- WRITTEN EXERCISE
Below is a set of records. Repeat all of them exactly.

- PROVIDED RECORDS
================

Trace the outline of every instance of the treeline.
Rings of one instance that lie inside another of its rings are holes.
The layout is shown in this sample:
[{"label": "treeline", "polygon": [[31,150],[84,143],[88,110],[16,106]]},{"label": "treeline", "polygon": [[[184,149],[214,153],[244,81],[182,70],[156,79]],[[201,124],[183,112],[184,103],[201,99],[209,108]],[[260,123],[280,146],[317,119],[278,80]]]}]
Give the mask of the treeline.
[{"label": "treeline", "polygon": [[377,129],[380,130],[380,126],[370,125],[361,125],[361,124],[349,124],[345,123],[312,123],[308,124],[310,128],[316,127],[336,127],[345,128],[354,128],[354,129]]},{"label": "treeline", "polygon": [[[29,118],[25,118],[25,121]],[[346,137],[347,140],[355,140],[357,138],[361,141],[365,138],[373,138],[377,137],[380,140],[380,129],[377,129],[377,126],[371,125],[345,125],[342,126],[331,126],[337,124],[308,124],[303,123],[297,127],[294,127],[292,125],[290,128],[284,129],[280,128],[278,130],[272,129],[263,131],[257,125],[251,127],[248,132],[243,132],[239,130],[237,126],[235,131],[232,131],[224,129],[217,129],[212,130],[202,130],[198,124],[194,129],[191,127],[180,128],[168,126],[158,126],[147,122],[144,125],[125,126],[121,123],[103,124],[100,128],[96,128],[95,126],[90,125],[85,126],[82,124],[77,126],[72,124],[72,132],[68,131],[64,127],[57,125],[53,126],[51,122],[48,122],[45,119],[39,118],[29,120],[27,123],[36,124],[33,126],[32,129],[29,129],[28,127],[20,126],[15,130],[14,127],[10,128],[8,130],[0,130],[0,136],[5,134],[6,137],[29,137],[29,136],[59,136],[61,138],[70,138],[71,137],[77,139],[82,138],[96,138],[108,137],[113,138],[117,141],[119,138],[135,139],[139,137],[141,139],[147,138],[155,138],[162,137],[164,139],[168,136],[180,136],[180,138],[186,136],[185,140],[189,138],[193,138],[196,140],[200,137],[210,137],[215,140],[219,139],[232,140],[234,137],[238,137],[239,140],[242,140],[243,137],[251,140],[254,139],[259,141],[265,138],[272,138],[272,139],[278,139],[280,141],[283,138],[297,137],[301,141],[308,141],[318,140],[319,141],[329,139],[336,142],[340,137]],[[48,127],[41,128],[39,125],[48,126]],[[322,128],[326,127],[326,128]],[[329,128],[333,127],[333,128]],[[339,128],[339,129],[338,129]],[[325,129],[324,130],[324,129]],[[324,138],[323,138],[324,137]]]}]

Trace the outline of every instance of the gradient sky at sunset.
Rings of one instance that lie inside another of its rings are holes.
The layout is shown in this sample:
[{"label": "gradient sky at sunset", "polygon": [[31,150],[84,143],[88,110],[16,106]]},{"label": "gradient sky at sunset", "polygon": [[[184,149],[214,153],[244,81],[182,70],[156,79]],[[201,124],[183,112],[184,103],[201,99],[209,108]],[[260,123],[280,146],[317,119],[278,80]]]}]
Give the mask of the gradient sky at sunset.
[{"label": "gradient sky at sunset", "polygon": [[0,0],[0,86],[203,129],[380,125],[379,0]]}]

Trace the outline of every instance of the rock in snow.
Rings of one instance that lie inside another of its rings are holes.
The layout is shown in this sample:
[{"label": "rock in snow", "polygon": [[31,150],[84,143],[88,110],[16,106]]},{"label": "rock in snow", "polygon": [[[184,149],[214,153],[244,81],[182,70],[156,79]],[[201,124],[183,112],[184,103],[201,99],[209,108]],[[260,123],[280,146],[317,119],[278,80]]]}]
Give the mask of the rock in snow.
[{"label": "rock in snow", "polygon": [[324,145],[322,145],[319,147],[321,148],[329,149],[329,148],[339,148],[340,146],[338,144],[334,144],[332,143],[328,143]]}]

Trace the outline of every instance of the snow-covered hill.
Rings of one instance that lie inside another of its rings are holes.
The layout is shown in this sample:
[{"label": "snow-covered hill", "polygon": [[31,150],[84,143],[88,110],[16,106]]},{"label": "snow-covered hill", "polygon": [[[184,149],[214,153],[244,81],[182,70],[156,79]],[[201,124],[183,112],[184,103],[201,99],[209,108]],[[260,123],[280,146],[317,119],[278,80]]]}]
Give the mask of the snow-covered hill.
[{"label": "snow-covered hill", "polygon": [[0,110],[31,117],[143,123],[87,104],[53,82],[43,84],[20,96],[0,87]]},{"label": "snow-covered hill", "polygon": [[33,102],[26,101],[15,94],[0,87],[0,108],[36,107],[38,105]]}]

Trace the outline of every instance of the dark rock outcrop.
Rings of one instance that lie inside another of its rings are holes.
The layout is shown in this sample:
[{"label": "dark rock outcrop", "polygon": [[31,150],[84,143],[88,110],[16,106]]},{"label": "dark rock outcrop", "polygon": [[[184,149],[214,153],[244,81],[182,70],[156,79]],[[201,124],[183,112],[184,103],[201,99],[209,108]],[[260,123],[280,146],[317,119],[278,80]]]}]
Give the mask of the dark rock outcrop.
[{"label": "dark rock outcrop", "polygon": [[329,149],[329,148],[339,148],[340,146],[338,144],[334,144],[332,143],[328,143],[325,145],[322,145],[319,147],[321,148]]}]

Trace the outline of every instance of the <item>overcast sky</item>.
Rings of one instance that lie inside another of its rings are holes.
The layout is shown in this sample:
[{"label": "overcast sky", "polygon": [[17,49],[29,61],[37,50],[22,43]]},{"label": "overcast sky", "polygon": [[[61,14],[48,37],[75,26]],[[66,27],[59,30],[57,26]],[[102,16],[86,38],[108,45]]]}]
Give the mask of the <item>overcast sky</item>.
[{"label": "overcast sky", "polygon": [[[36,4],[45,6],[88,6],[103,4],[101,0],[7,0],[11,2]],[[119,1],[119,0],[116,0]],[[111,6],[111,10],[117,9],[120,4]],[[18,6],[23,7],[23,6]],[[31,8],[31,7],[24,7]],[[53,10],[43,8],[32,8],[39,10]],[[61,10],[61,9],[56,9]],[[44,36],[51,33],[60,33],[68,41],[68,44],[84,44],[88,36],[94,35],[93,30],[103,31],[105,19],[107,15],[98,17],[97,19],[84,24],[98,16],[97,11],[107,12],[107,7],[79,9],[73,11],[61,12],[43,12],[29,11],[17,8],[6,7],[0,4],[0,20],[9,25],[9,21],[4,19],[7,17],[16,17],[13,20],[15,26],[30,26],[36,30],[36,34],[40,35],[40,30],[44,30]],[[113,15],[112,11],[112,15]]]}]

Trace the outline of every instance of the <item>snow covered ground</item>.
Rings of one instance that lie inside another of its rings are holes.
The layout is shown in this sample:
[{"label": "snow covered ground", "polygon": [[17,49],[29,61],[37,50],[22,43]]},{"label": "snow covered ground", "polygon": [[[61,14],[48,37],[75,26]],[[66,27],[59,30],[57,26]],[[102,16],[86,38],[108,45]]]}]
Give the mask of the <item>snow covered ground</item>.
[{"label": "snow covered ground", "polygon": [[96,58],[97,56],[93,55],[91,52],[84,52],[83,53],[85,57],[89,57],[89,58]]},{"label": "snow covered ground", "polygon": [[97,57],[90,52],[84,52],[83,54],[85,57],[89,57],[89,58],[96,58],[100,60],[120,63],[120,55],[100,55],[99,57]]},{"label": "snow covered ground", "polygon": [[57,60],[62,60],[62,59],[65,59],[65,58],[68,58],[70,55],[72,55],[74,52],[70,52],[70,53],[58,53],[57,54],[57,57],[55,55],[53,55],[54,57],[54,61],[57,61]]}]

================

- OUTPUT BELOW
Trace the outline of every instance of the treeline.
Rings of one instance that lie inside another of its rings are holes.
The layout is shown in this sample:
[{"label": "treeline", "polygon": [[31,150],[84,143],[88,110],[16,106]]},{"label": "treeline", "polygon": [[[184,149],[214,153],[244,81],[182,70],[156,79]],[[201,124],[183,112],[184,103],[201,99],[209,108]],[[260,123],[280,146],[317,119],[278,80]]]}]
Give the mask of the treeline.
[{"label": "treeline", "polygon": [[377,129],[380,130],[380,126],[370,125],[361,125],[361,124],[349,124],[345,123],[312,123],[308,124],[310,128],[316,127],[336,127],[345,128],[354,128],[354,129]]},{"label": "treeline", "polygon": [[[29,118],[25,118],[25,121]],[[346,137],[347,140],[355,140],[357,138],[361,141],[365,138],[373,138],[377,137],[380,140],[380,129],[377,129],[377,126],[371,125],[345,125],[342,126],[331,126],[337,124],[308,124],[303,123],[297,127],[294,127],[292,125],[290,128],[284,129],[280,128],[278,130],[272,129],[263,131],[257,125],[251,127],[248,132],[243,132],[239,130],[237,126],[235,131],[232,131],[224,129],[217,129],[212,130],[202,130],[198,124],[194,129],[191,127],[180,128],[168,126],[158,126],[147,122],[144,125],[125,126],[121,123],[103,124],[100,128],[96,128],[95,126],[90,125],[85,126],[82,124],[77,126],[72,124],[72,132],[68,131],[64,127],[57,125],[53,126],[51,122],[48,122],[45,119],[39,118],[29,120],[27,123],[36,124],[33,126],[32,129],[29,129],[28,127],[20,126],[15,130],[14,127],[10,128],[8,130],[0,130],[0,136],[5,134],[6,137],[29,137],[29,136],[59,136],[61,138],[70,138],[71,137],[77,139],[82,138],[96,138],[108,137],[113,138],[117,141],[119,138],[135,139],[139,137],[141,139],[147,138],[155,138],[162,137],[164,139],[168,136],[180,136],[180,138],[186,136],[185,140],[189,138],[193,138],[196,140],[200,137],[210,137],[215,140],[219,139],[232,140],[234,137],[238,137],[239,140],[242,140],[243,137],[251,140],[254,139],[259,141],[265,138],[272,138],[272,139],[278,139],[280,141],[283,138],[297,137],[301,141],[308,141],[318,140],[319,141],[329,139],[336,142],[340,137]],[[48,127],[41,128],[39,125],[48,126]],[[322,128],[326,127],[326,128]],[[329,128],[333,127],[333,128]],[[339,128],[339,129],[338,129]],[[325,129],[324,130],[324,129]],[[324,138],[323,138],[324,137]]]}]

Trace the outline of every instance of the gradient sky at sunset.
Rings of one instance that lie inside another of its rings are holes.
The layout is shown in this sample:
[{"label": "gradient sky at sunset", "polygon": [[31,150],[84,143],[88,110],[16,106]]},{"label": "gradient sky at sunset", "polygon": [[[184,149],[214,153],[244,81],[182,70],[156,79]],[[201,124],[183,112],[184,103],[201,99],[209,108]],[[260,123],[280,146],[317,119],[278,80]]]}]
Give the mask of the gradient sky at sunset.
[{"label": "gradient sky at sunset", "polygon": [[0,0],[0,86],[203,129],[380,125],[379,0]]}]

Trace the outline of every instance of the rock in snow.
Rings of one instance that lie inside another of its rings are holes.
The layout is shown in this sample:
[{"label": "rock in snow", "polygon": [[31,150],[84,143],[88,110],[16,106]]},{"label": "rock in snow", "polygon": [[[184,149],[214,153],[244,81],[182,70],[156,79]],[[201,124],[183,112],[184,103],[201,99],[209,108]],[[260,123],[280,146],[317,119],[278,80]]]}]
Give the mask of the rock in snow.
[{"label": "rock in snow", "polygon": [[324,145],[322,145],[319,147],[321,148],[329,149],[329,148],[339,148],[340,146],[338,144],[334,144],[332,143],[328,143]]}]

Trace the outline of every instance of the snow-covered hill.
Rings of one instance that lie inside another of its rings are holes.
The layout is shown in this sample:
[{"label": "snow-covered hill", "polygon": [[31,150],[84,143],[88,110],[16,106]]},{"label": "snow-covered hill", "polygon": [[[184,149],[214,153],[244,81],[182,70],[156,79]],[[201,124],[183,112],[184,103],[201,99],[209,108]],[[260,123],[280,146],[317,119],[278,80]]]}]
Give the mask of the snow-covered hill.
[{"label": "snow-covered hill", "polygon": [[0,110],[31,117],[143,123],[87,104],[53,82],[43,84],[20,96],[0,87]]},{"label": "snow-covered hill", "polygon": [[33,102],[26,101],[15,94],[0,87],[0,108],[36,107],[38,105]]}]

Trace the outline of every instance of the dark rock outcrop.
Rings of one instance that lie inside another of its rings are holes.
The layout is shown in this sample:
[{"label": "dark rock outcrop", "polygon": [[31,150],[84,143],[88,110],[16,106]]},{"label": "dark rock outcrop", "polygon": [[[184,149],[214,153],[244,81],[182,70],[156,79]],[[201,124],[183,112],[184,103],[201,99],[209,108]],[[260,123],[280,146],[317,119],[278,80]]]}]
Give the mask of the dark rock outcrop.
[{"label": "dark rock outcrop", "polygon": [[329,149],[329,148],[339,148],[340,146],[338,144],[334,144],[332,143],[328,143],[325,145],[322,145],[319,147],[321,148]]}]

Trace the outline of every instance of the <item>overcast sky</item>.
Rings of one instance that lie inside another of its rings are holes.
The layout is shown in this sample:
[{"label": "overcast sky", "polygon": [[17,49],[29,61],[37,50],[22,43]]},{"label": "overcast sky", "polygon": [[[61,14],[48,37],[75,26]],[[66,27],[59,30],[57,26]],[[102,16],[86,38],[108,45]]]}]
Give the mask of the <item>overcast sky</item>.
[{"label": "overcast sky", "polygon": [[[36,4],[45,6],[88,6],[103,4],[101,0],[7,0],[11,2]],[[119,1],[119,0],[116,0]],[[111,6],[111,10],[117,9],[120,4]],[[18,6],[23,7],[23,6]],[[31,8],[31,7],[24,7]],[[53,10],[43,8],[32,8],[39,10]],[[61,10],[61,9],[56,9]],[[44,36],[51,33],[60,33],[68,41],[68,44],[84,44],[88,36],[94,35],[93,30],[103,31],[105,19],[107,15],[98,17],[97,19],[84,24],[98,16],[97,11],[107,12],[107,7],[79,9],[73,11],[61,12],[43,12],[29,11],[17,8],[6,7],[0,4],[0,20],[9,25],[9,21],[4,19],[7,17],[16,17],[13,20],[15,26],[30,26],[36,30],[36,34],[40,35],[40,30],[44,30]],[[113,15],[112,11],[112,15]]]}]

Trace the outline of every instance of the <item>snow covered ground</item>.
Rings of one instance that lie inside another of its rings are holes.
The layout is shown in this sample:
[{"label": "snow covered ground", "polygon": [[17,49],[29,61],[37,50],[22,43]]},{"label": "snow covered ground", "polygon": [[[61,14],[48,37],[75,26]],[[66,27],[59,30],[57,26]],[[102,16],[86,38],[108,45]]]}]
Give the mask of the <item>snow covered ground</item>.
[{"label": "snow covered ground", "polygon": [[96,58],[97,56],[93,55],[91,52],[84,52],[83,53],[85,57],[89,57],[89,58]]},{"label": "snow covered ground", "polygon": [[97,57],[90,52],[84,52],[83,54],[85,57],[89,57],[89,58],[96,58],[100,60],[120,63],[120,55],[100,55],[99,57]]},{"label": "snow covered ground", "polygon": [[57,60],[62,60],[62,59],[65,59],[65,58],[68,58],[70,55],[72,55],[74,52],[70,52],[70,53],[58,53],[57,54],[57,57],[55,55],[53,55],[54,57],[54,61],[57,61]]}]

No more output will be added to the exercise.